Write out every percentage figure that appears in the article on bond ETFs, in the order it appears.

**Text**
------------------------------------

A Fine Idea Among Diversified Bond ETFs

Aggregate or total bonds refer to a range of securities, such as convertible, floating-rate, foreign, high-yield tax-exempt munis and inflation-protected bonds. Investors are finding the low costs of bond exchange traded funds even more attractive because they don’t want fees to cut into returns in a low-yield environment for fixed-income markets.

For example, Vanguard Total Bond Market ETF (NYSEArca: BND) lets investors buy a portfolio of more than 3,000 U.S. investment-grade bonds with one trade. It has an expense ratio of 0.11%, much lower than comparable mutual funds. [Best of Both Worlds in High-Yield Bond ETFs]

BND provides another option to gain exposure to the Barclays U.S. Aggregate Bond Index. BND is the largest ETF to track the benchmark, but the fund provider excludes securities held by the Fed. Nevertheless, Boccellari argues that the exclusion has not provided any noticeable impact on the performance. BND has a 5.6 year duration, a 1.88% 30-day SEC yield and a 0.08% expense ratio.

------------------------------------

**Data rows**
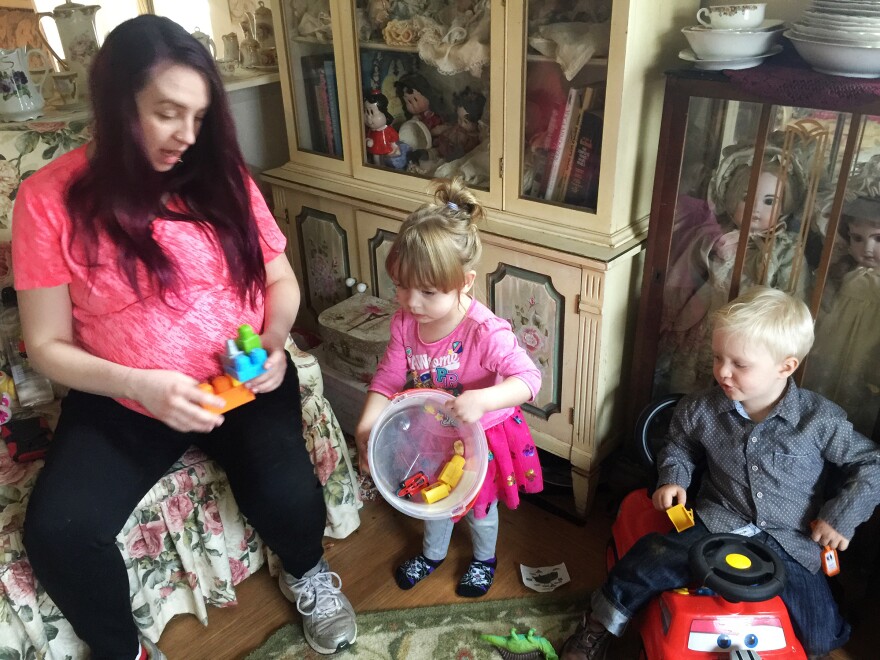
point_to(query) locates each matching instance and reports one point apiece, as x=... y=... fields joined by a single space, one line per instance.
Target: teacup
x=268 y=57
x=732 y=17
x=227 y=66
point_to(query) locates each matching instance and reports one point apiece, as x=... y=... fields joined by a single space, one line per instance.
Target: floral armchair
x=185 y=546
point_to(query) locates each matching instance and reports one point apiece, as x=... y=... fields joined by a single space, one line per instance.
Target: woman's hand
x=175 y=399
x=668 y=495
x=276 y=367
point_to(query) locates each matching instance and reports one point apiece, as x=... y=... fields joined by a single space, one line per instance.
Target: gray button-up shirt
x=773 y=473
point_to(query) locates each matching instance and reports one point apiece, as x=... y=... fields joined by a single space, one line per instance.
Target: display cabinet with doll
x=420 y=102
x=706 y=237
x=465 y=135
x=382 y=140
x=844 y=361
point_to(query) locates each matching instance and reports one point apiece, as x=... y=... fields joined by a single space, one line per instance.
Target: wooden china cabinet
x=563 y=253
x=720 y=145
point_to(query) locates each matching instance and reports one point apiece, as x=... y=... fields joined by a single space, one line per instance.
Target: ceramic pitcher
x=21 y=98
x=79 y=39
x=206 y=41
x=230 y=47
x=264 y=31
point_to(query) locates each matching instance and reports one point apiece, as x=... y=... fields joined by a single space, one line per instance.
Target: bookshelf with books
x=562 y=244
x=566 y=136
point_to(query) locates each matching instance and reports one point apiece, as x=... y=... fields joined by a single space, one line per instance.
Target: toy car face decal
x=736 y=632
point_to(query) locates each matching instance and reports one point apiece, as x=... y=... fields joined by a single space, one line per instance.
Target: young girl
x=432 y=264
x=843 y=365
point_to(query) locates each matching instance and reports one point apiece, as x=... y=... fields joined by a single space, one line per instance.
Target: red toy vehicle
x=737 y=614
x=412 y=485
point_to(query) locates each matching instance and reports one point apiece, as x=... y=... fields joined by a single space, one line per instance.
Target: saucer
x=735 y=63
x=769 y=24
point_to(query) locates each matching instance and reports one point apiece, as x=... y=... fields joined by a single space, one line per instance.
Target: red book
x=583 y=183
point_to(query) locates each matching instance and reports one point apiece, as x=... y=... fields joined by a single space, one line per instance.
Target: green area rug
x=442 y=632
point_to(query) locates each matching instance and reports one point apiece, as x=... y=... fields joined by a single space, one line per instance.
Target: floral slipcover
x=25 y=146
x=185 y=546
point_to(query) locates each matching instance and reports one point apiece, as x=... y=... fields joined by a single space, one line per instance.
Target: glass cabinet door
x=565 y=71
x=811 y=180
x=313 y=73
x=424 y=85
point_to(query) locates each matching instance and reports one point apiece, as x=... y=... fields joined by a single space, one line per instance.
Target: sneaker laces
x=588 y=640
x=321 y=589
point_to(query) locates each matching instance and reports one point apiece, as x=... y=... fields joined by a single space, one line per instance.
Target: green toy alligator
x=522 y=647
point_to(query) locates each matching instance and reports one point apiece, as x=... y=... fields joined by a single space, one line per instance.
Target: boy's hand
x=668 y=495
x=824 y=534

------------------------------------

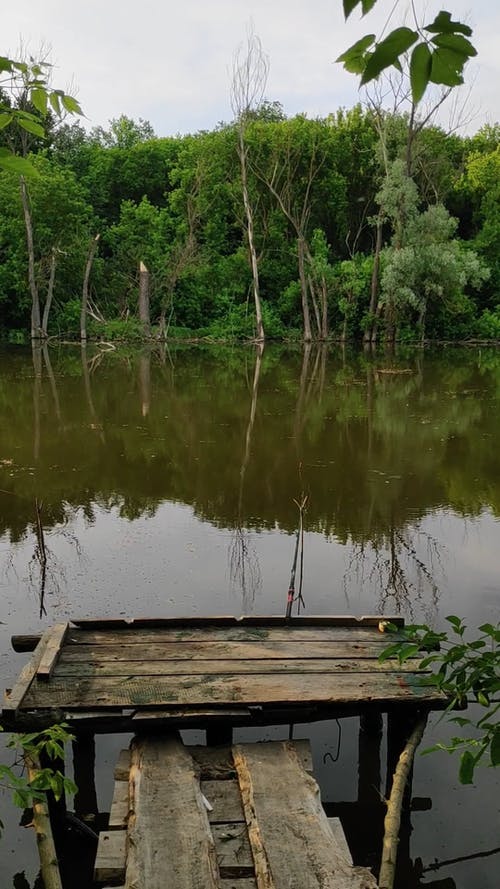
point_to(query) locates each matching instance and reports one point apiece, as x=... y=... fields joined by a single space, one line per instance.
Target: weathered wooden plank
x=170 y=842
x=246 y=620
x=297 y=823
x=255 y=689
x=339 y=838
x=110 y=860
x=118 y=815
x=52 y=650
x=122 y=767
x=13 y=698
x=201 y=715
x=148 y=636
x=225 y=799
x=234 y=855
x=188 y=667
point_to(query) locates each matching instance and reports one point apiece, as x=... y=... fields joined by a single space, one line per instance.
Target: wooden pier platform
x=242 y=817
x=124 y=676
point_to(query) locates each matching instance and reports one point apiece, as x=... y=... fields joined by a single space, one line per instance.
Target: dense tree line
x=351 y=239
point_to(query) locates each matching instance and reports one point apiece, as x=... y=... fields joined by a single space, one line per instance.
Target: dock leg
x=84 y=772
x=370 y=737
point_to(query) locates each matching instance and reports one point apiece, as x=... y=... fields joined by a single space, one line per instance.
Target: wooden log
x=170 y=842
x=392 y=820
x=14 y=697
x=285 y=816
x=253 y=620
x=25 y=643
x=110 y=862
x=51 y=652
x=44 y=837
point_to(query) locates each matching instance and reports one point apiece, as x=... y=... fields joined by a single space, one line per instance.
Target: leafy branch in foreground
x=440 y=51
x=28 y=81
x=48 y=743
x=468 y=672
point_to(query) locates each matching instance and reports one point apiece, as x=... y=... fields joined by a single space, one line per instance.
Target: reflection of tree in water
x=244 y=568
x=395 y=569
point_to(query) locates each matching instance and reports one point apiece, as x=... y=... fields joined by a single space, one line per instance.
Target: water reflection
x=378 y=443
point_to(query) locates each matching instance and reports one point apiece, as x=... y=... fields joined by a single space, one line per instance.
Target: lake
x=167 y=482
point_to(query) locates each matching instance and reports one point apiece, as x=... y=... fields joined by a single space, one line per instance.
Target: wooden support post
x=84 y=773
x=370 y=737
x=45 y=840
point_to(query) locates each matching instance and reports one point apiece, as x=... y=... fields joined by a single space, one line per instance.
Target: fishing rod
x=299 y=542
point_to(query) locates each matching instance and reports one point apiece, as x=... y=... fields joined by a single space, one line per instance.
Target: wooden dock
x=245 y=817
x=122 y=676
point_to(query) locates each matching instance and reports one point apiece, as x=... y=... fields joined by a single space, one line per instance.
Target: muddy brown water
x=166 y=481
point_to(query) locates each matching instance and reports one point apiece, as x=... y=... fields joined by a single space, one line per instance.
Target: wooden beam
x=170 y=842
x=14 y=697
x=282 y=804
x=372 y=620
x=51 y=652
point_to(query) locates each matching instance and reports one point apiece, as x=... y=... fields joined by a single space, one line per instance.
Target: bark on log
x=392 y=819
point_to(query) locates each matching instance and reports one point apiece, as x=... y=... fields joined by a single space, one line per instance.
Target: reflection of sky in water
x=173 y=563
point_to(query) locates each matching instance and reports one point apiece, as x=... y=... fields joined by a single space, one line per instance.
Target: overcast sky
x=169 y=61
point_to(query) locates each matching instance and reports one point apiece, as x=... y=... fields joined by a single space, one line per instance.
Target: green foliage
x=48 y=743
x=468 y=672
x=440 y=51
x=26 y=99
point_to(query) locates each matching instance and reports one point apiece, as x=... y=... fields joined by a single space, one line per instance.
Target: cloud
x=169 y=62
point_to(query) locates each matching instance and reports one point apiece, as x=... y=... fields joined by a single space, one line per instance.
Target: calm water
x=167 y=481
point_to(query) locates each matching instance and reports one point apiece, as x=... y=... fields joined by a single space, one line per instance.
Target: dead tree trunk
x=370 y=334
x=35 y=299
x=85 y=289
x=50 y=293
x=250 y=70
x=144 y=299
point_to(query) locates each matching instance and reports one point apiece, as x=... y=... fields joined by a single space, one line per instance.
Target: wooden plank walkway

------------------------------------

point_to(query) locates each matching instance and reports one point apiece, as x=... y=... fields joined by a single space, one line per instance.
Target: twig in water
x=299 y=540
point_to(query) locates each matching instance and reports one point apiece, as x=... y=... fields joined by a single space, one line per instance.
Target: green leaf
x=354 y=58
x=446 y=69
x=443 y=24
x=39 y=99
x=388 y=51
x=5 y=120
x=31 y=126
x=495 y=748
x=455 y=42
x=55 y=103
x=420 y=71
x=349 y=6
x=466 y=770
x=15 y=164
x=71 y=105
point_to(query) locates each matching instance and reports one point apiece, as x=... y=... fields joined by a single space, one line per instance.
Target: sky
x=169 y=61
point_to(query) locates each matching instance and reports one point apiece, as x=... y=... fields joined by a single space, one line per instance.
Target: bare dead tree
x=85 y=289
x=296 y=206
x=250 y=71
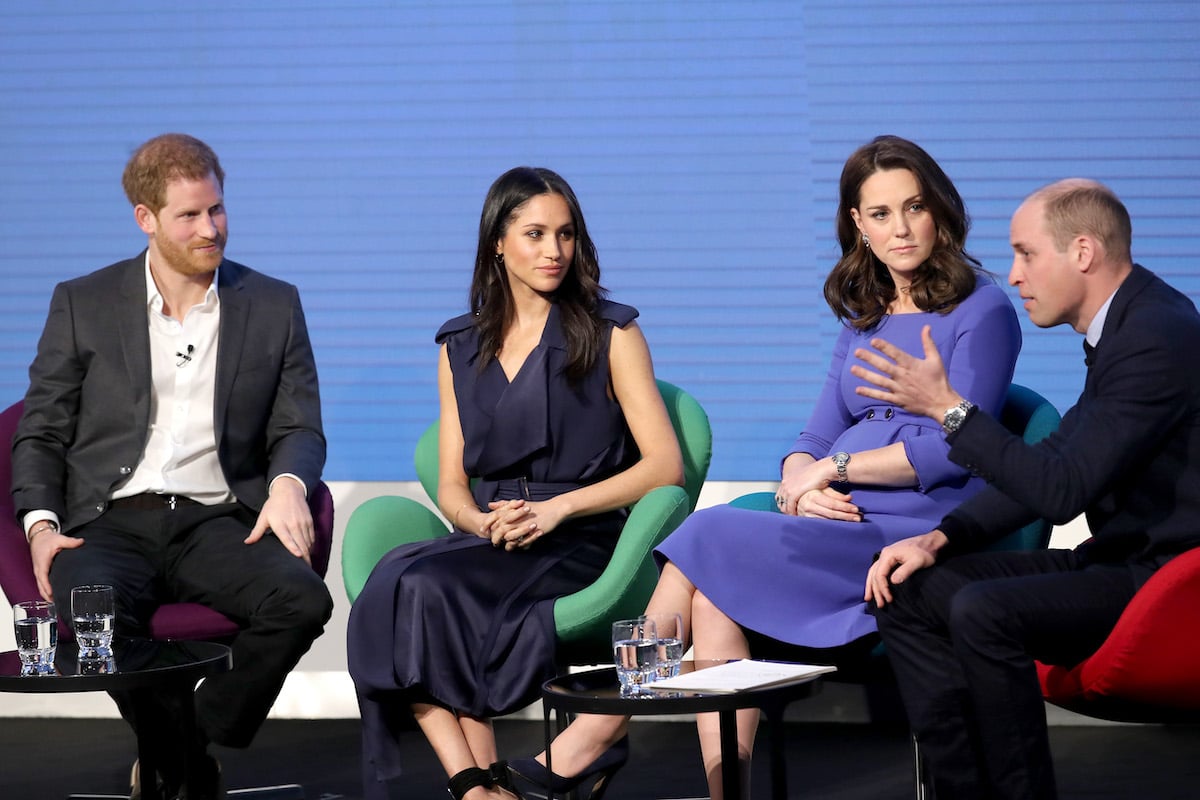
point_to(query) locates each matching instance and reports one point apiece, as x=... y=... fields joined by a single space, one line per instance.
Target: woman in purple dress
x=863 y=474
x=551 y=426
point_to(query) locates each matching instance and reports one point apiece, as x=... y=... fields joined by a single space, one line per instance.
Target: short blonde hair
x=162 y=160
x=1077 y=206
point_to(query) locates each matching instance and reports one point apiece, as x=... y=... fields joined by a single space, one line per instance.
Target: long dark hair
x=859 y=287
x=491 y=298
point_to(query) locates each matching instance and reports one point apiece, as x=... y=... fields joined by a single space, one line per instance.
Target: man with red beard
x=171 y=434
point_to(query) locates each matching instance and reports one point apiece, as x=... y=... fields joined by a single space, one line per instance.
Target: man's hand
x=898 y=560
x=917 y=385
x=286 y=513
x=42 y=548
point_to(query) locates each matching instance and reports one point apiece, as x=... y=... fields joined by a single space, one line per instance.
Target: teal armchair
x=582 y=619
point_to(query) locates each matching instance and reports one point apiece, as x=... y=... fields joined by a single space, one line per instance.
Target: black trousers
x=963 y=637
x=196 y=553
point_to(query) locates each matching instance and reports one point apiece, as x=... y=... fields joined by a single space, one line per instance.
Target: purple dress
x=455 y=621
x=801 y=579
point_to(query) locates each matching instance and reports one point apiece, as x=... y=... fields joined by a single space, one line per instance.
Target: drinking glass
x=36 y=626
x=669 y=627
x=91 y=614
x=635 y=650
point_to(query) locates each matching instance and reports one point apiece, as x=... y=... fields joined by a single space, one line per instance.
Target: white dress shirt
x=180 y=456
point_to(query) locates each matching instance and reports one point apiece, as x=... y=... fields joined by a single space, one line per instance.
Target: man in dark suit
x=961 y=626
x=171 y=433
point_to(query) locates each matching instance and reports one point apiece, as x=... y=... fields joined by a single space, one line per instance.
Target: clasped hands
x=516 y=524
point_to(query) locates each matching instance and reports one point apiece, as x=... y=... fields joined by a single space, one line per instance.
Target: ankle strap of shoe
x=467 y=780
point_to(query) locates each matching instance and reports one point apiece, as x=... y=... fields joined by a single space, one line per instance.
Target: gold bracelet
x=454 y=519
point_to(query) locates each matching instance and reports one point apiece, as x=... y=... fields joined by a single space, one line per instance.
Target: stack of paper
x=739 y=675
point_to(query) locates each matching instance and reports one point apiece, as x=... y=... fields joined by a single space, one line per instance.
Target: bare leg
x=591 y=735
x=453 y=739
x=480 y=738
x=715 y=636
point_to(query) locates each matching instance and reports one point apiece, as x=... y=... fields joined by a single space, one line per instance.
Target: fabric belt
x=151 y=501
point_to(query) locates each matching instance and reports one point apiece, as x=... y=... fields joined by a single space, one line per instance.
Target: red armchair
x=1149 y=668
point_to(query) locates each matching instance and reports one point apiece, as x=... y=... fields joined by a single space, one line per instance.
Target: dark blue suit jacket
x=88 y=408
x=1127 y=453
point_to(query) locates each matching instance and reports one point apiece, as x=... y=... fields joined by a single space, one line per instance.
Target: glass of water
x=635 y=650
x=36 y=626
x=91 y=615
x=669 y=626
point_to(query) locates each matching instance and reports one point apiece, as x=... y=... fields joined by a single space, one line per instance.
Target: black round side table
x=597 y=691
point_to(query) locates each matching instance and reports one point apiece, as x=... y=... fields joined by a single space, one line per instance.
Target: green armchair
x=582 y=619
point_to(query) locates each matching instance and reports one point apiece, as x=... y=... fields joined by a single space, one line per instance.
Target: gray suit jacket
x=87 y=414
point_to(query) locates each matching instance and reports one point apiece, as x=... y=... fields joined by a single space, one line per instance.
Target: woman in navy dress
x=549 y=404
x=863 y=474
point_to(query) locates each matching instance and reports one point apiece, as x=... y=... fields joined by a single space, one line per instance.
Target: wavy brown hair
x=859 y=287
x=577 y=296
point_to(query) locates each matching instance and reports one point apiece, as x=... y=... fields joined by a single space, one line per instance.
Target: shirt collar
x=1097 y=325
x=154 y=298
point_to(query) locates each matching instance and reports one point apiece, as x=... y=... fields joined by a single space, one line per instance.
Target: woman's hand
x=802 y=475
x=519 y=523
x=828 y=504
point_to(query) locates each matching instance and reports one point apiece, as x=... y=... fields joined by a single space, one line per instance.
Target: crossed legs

------------------------------------

**Solution below**
0.11%, 1.88%, 0.08%